What is needed
Copy the entries below word for word, from their first line through the line containing "391 412 L 385", including both of those lines.

Listed records
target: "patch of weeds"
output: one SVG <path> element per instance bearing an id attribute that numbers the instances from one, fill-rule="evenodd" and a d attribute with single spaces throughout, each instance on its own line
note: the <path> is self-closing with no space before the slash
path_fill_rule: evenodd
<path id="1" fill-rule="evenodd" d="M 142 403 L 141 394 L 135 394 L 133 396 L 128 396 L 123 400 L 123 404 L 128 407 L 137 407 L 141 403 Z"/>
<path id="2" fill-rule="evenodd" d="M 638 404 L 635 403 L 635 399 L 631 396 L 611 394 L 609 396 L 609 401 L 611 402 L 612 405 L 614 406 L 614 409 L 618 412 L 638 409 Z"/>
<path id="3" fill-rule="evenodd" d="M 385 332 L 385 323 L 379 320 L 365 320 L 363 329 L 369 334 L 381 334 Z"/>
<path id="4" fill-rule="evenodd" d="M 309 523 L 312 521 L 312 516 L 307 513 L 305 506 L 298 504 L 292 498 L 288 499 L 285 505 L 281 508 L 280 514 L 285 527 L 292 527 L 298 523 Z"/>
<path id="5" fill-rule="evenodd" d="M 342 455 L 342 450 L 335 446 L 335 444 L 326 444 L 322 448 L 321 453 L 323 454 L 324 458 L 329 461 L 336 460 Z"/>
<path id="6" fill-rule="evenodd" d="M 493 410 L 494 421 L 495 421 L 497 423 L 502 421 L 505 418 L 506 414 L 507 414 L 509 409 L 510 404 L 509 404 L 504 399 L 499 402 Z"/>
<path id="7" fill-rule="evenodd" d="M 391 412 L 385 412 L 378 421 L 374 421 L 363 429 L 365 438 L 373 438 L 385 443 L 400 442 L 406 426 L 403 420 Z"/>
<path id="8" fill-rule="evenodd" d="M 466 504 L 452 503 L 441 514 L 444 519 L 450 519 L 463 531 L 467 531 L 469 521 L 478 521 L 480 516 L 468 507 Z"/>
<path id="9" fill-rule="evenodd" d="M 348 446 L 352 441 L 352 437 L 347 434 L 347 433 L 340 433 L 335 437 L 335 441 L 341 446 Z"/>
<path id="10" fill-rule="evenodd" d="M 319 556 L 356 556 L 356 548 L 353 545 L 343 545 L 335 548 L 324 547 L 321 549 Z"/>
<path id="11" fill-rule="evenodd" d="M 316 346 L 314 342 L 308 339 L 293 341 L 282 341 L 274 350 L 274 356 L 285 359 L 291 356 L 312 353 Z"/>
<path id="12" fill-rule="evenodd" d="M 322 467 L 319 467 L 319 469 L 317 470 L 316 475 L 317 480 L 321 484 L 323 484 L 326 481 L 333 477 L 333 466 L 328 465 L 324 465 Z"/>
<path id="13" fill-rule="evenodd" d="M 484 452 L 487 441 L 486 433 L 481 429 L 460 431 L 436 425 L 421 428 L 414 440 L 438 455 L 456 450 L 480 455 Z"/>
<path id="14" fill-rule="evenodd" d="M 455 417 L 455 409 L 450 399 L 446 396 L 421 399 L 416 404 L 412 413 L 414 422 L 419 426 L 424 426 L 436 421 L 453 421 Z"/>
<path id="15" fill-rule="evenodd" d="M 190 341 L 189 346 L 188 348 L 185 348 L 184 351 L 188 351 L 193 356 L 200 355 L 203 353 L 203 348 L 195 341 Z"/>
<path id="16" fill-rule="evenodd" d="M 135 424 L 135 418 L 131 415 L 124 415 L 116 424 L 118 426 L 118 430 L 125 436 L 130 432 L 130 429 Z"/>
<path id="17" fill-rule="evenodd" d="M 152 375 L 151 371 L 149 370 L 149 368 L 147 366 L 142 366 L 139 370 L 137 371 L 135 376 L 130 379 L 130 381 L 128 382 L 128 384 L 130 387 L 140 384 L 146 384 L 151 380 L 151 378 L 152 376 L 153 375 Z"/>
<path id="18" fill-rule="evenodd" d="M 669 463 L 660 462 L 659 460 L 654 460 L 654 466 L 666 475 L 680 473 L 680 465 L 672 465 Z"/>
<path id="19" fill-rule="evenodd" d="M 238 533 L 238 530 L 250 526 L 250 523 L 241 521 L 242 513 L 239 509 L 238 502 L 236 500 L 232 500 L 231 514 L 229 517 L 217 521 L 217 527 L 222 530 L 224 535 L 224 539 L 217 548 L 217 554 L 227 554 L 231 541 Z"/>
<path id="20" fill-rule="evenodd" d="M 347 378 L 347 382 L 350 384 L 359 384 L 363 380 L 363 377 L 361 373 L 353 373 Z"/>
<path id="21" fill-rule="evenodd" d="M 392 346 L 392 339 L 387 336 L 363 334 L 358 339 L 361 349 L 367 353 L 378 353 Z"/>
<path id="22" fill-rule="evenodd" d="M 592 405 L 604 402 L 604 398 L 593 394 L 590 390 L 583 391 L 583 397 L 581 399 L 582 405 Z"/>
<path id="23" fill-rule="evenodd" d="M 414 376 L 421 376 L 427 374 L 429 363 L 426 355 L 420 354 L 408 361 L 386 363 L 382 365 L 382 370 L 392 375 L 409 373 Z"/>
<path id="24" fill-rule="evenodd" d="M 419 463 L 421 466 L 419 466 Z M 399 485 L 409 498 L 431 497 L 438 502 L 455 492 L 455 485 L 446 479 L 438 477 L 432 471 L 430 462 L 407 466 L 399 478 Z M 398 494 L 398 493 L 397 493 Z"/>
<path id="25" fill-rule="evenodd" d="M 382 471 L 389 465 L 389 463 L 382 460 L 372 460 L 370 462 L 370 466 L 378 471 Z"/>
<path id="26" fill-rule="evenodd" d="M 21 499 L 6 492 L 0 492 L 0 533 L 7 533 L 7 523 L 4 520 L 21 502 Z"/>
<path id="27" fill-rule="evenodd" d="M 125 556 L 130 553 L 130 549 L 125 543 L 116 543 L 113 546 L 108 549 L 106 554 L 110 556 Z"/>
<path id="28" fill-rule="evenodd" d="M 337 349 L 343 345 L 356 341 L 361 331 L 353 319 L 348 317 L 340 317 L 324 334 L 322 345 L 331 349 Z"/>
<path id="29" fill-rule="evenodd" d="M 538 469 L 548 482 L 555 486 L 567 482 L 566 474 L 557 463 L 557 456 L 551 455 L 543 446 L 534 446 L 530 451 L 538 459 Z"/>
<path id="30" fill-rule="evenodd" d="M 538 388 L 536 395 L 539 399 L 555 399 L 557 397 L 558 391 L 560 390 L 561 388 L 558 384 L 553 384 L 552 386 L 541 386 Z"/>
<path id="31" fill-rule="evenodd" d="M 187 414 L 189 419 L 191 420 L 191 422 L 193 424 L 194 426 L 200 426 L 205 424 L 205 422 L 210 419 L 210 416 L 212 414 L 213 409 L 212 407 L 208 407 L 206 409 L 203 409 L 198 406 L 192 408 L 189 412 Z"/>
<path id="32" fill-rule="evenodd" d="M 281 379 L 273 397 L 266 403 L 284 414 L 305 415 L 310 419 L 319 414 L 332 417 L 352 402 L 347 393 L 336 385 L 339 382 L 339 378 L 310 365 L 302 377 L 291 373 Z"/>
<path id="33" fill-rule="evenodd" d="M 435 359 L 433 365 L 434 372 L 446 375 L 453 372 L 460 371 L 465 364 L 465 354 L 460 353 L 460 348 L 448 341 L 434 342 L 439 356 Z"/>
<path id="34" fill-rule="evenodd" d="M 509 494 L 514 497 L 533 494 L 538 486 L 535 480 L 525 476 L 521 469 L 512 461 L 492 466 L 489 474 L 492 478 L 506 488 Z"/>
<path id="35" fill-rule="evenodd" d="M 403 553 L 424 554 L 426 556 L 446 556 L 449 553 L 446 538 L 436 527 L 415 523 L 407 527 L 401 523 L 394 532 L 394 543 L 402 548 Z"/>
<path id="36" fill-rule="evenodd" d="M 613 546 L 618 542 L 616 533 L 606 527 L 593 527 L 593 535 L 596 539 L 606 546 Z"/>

Reply to the task
target: "patch of weeds"
output: one SVG <path> element per instance bearing an id attribute that numbers the instances from one, fill-rule="evenodd" and a d attribute with single spaces throughout, each instance on its own line
note: the <path> is self-closing with no space before the slash
path_fill_rule: evenodd
<path id="1" fill-rule="evenodd" d="M 142 403 L 141 394 L 135 394 L 133 396 L 128 396 L 123 400 L 123 404 L 128 407 L 137 407 L 141 403 Z"/>
<path id="2" fill-rule="evenodd" d="M 638 404 L 635 403 L 635 399 L 631 396 L 611 394 L 609 396 L 609 401 L 611 402 L 612 405 L 614 406 L 614 409 L 618 412 L 638 409 Z"/>
<path id="3" fill-rule="evenodd" d="M 385 332 L 385 323 L 379 320 L 365 320 L 363 329 L 369 334 L 381 334 Z"/>
<path id="4" fill-rule="evenodd" d="M 309 523 L 312 521 L 312 516 L 307 513 L 305 506 L 298 504 L 292 498 L 288 499 L 285 505 L 281 508 L 280 514 L 285 527 L 292 527 L 298 523 Z"/>
<path id="5" fill-rule="evenodd" d="M 342 455 L 342 450 L 335 446 L 335 444 L 326 444 L 322 448 L 321 453 L 323 454 L 324 458 L 329 461 L 336 460 Z"/>
<path id="6" fill-rule="evenodd" d="M 493 410 L 494 421 L 495 421 L 497 423 L 502 421 L 505 418 L 506 414 L 507 414 L 509 409 L 510 404 L 509 404 L 504 399 L 499 402 Z"/>
<path id="7" fill-rule="evenodd" d="M 391 412 L 385 412 L 378 421 L 374 421 L 363 429 L 365 438 L 373 438 L 385 443 L 400 442 L 406 426 L 403 420 Z"/>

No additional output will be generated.